A small mistake when doing this test was that the post didn’t have a lot of content, and the plugin we used (Worona), loads the next post when you scroll to the end of the current post, so when Google was rendering it, was seeing also the content of the next post below:

So we will repeat this test.

Observations:

  • If we don’t force the indexing, Google takes some time to index new content

Test 4: the two waves of indexing

Last, we wanted to try to see “live” the 2 waves indexing system that Google has confirmed. Same as in the previous case, because we did the test with a URL with not a lot of content, Google ended up loading the next post and indexing that content for this URL

This is what we did:

  • In a page Google didn’t recrawl yet, we did a change to include a made up word only on the initial html version of the page, that disappears after loading the PWA
  • We forced Google to Fetch (not Render) that page on Search Console, and we “Request Indexing”

====

#### Tasks to complete:
- 1) In the extract on Google indexing tests, condense the paragraph beginning "Last, we wanted to try" into a shorter version that keeps its main facts.
- 2) From the extract on Google indexing tests, write out the passage from "A small mistake" to "repeat this test." word for word.

#### Data segment:
====

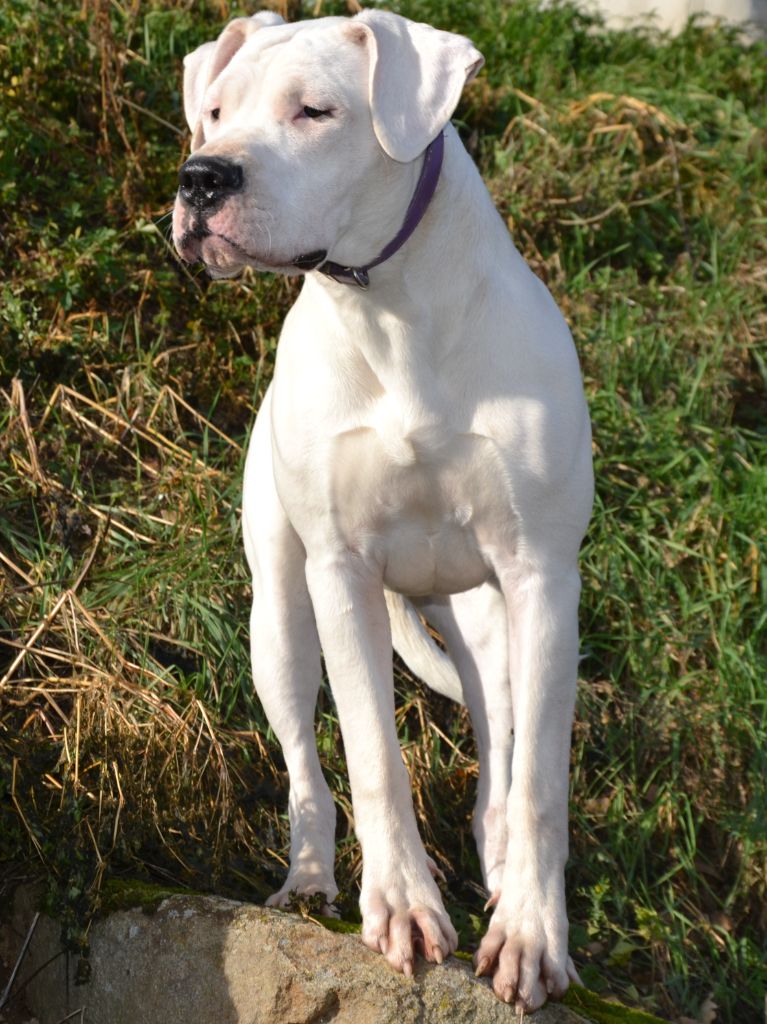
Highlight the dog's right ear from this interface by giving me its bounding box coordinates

====

#### Results for the exercise:
- 1) Finally, the goal was to watch Google's confirmed two-wave indexing system as it happened. As in the previous test, the URL had little content, so Google loaded the next post and indexed that post's content for this URL.

- 2)
A small mistake when doing this test was that the post didn’t have a lot of content, and the plugin we used (Worona), loads the next post when you scroll to the end of the current post, so when Google was rendering it, was seeing also the content of the next post below:

So we will repeat this test.